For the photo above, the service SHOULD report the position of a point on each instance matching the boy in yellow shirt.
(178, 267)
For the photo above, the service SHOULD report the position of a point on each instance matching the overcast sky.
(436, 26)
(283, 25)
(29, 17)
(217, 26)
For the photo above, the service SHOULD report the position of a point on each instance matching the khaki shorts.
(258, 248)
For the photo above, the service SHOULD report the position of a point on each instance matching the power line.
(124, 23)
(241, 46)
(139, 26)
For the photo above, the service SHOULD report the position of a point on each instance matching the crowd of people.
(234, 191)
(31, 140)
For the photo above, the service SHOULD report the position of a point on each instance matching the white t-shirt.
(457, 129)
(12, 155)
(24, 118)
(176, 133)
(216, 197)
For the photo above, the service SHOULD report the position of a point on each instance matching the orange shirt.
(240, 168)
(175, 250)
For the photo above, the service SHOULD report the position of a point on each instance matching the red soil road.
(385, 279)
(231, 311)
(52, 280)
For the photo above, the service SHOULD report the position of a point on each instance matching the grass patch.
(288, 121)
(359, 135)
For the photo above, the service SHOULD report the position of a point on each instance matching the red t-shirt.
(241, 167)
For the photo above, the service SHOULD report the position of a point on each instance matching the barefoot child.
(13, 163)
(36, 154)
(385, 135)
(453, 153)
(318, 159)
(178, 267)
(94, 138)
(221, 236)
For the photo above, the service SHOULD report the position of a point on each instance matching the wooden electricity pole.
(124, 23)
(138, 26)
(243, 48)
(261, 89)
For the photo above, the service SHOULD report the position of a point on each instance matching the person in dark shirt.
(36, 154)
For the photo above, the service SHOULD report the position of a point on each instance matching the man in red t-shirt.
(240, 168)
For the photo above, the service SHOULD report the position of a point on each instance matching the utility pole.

* **AIM OF THE TASK**:
Reproduce the entire listing above verbatim, every line from the first to the last, with no changes.

* **TASK RESPONSE**:
For the photo above, the service SHOULD report the position of a point on each instance matching the boy in yellow shirt.
(178, 267)
For the photo above, the service SHOULD report the position of a point on each instance matching the overcast sky.
(436, 26)
(283, 25)
(29, 17)
(217, 26)
For the photo above, the service SHOULD report the position of a point on each instance matching the khaki shorts.
(258, 248)
For the photo above, the service SHOULD report the position of a point on each instance matching the power line.
(124, 23)
(241, 46)
(139, 26)
For the photo above, the service SHOULD report the position of a point on each instance matching the crowd of people.
(234, 191)
(31, 140)
For the photo above, the service SHOULD report the position of a point on each instance matching the white t-shirt.
(457, 129)
(12, 155)
(24, 118)
(176, 133)
(216, 197)
For the photo above, the service SHOULD report the position of a point on each instance matching the orange shirt.
(240, 168)
(175, 250)
For the photo above, the service SHOULD report the position of a point on each instance matching the red soil road.
(385, 279)
(231, 311)
(52, 280)
For the photo above, the service SHOULD report the position of a point on each instance matching the grass patch.
(288, 121)
(359, 135)
For the photo above, the service SHOULD report the position of a point on each instance matching the red t-shirt.
(241, 167)
For the photo above, the service SHOULD report the position of a point on each instance matching the barefoot child.
(13, 163)
(36, 154)
(385, 135)
(453, 153)
(318, 159)
(178, 267)
(94, 138)
(221, 236)
For the photo above, the service SHOULD report the position of a point on each instance matching the wooden electricity pole.
(124, 23)
(138, 26)
(243, 48)
(261, 89)
For the photo above, the service SHOULD report the position of a point on each instance matching the person in dark shirt.
(36, 154)
For the photo above, the service SHOULD report the position of a point on each instance matching the man in red t-shirt.
(240, 168)
For the photo above, the service SHOULD report the position of a point on each instance matching the utility pole.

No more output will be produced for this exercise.